◆ Texto de origen ◆
Abe ha impulsado medidas de estímulo económico pese a la elevada deuda pública. / TORU HANAI (REUTERS)
Hubo un
tiempo en que si uno andaba por ahí gritando “el fin está cerca” le tildaban de
chiflado, alguien a quien no se podía tomar en serio. Hoy día, sin embargo,
todas las personas de bien van por ahí advirtiendo del desastre que se avecina.
De hecho, uno tiene prácticamente que sumarse a las fantasías del apocalipsis
fiscal para que lo consideren respetable.
Y quiero
decir fantasías. Washington se ha pasado más de tres años aterrorizado por una
crisis de la deuda que sigue sin producirse y que, en realidad, no puede
ocurrir en un país como Estados Unidos, que tiene su propia moneda y adquiere
sus préstamos en esa moneda. Pero los pájaros de mal agüero no dan su brazo a
torcer.
Fíjense,
por ejemplo, en Stanley Druckenmiller, el inversor multimillonario, que hace
poco causó un revuelo con sus advertencias sobre la carga que representan
nuestros programas de ayuda social. (¡No me diga! ¿Cómo es que a nadie más se
le ha ocurrido usar ese argumento?). Podría haber hablado de los problemas a
los que tal vez nos enfrentemos dentro de una o dos décadas. Pero no. Parece
sentirse en la obligación de advertirnos sobre la inminente amenaza de una
crisis financiera peor que la de 2008.
O piensen
en la organización Fix the Debt [Arreglen la Deuda], siempre gruñendo
por el déficit, dirigida por los omnipresentes Alan Simpson y Erskine Bowles.

◆ Qué se pide ◆
(a) Según el texto sobre la deuda pública, ¿quiénes dirigen la organización Fix the Debt?
(b) Por favor, continúa el texto sobre la deuda pública a partir de su última oración, con el mismo tono.

◆ Material proporcionado ◆
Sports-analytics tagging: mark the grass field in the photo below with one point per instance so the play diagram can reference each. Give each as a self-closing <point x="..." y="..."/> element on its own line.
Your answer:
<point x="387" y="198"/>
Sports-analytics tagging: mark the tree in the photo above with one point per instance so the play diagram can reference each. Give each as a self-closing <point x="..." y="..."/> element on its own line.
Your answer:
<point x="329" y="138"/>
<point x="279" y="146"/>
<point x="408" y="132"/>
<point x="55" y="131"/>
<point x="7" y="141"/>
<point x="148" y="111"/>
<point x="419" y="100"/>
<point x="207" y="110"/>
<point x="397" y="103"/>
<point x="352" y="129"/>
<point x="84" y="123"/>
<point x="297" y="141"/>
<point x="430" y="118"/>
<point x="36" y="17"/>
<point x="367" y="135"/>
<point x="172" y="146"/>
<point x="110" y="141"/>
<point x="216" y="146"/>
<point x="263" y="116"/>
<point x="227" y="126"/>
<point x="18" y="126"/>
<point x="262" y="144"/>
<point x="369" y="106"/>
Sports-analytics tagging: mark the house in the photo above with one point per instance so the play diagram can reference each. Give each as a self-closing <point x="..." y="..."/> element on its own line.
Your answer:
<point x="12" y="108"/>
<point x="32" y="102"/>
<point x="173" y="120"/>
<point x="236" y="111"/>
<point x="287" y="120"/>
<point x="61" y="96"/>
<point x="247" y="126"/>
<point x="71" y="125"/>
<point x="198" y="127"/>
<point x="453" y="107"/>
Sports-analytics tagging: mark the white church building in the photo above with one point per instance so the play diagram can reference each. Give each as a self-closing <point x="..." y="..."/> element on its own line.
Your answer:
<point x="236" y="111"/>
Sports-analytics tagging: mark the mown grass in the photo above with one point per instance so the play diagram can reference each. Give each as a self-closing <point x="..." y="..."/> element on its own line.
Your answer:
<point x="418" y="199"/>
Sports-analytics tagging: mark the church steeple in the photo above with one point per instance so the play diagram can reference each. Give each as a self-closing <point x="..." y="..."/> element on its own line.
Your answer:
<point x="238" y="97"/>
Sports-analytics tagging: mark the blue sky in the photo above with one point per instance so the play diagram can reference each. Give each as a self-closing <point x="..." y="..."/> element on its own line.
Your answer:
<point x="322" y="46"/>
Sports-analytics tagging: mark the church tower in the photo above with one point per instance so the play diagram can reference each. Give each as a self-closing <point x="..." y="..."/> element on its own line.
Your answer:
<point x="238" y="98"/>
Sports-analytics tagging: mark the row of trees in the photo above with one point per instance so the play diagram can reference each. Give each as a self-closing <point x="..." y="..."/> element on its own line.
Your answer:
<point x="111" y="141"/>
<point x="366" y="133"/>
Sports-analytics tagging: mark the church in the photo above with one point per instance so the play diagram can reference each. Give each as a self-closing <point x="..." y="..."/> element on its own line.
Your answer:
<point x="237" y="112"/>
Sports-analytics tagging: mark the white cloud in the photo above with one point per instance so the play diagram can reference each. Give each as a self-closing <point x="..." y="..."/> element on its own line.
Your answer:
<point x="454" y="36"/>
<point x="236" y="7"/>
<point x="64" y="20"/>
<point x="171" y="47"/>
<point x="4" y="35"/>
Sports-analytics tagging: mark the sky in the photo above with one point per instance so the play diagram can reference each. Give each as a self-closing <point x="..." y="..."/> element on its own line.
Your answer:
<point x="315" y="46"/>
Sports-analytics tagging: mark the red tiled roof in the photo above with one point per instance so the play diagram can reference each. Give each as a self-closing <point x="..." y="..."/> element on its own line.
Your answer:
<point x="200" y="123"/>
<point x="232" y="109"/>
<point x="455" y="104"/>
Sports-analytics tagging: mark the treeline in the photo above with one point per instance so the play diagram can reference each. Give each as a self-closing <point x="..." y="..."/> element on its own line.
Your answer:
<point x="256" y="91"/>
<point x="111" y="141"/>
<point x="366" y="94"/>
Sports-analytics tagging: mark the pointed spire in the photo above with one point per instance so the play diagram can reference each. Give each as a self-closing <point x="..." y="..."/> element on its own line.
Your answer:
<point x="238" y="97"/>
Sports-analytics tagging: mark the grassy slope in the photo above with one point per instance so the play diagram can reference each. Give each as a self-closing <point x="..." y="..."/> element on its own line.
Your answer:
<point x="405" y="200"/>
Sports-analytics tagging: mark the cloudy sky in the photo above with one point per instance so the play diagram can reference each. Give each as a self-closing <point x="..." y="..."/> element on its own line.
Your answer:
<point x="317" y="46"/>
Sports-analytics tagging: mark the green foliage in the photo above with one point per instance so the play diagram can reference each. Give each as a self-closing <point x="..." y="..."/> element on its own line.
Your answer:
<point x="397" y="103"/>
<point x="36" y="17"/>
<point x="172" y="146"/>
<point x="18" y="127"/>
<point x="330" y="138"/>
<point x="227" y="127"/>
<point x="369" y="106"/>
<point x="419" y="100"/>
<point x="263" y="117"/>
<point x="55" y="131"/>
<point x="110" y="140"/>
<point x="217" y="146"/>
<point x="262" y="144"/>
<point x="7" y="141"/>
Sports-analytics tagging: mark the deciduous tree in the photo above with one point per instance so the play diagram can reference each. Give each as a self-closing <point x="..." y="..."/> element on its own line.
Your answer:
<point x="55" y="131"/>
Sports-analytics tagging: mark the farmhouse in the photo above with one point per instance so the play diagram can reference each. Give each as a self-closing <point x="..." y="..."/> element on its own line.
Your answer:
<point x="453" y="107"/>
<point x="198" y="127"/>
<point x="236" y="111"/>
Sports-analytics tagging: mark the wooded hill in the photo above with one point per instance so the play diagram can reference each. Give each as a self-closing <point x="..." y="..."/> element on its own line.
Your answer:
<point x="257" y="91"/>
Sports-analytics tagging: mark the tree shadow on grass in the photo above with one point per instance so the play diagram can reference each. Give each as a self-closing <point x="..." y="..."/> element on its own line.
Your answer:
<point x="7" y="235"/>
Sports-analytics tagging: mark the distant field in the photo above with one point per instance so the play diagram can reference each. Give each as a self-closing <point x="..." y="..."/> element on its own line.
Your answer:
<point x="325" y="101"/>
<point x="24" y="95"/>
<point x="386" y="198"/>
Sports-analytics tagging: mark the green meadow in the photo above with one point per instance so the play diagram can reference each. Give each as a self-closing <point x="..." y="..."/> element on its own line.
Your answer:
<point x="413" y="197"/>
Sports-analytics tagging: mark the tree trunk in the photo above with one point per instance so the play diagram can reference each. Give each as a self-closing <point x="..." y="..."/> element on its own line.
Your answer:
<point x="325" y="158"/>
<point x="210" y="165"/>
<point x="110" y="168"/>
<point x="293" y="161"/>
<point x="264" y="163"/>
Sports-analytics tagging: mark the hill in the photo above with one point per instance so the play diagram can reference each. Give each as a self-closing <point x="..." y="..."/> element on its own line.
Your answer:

◆ Respuestas por tarea ◆
(a) Alan Simpson y Erskine Bowles.

(b)
Supongo que era de prever que Fix the Debtrespondiese al
último pacto presupuestario con un comunicado de prensa que intentase centrar
la atención en su tema preferido. Pero la organización no se ha contentado con
afirmar que los problemas presupuestarios a largo plazo de Estados Unidos
siguen sin resolverse, cosa que es cierta. Tenía que advertir de que “seguir
posponiendo el momento de hacer frente a nuestra deuda es dejar que siga
ardiendo un fuego que podría descontrolarse en cualquier momento”.
Como ya
he indicado, hay dos cosas llamativas en esta especie de catastrofismo. Una es
que los catastrofistas no se han replanteado sus premisas a pesar de haberse
equivocado una y otra vez (quizá porque los medios de comunicación siguen
tratándolos con inmenso respeto). La otra es que, por lo que yo sé, nadie, y
subrayo lo de nadie, del universo del apocalipsis inminente ha intentado
explicar cómo tendría lugar exactamente el desastre que pronostican.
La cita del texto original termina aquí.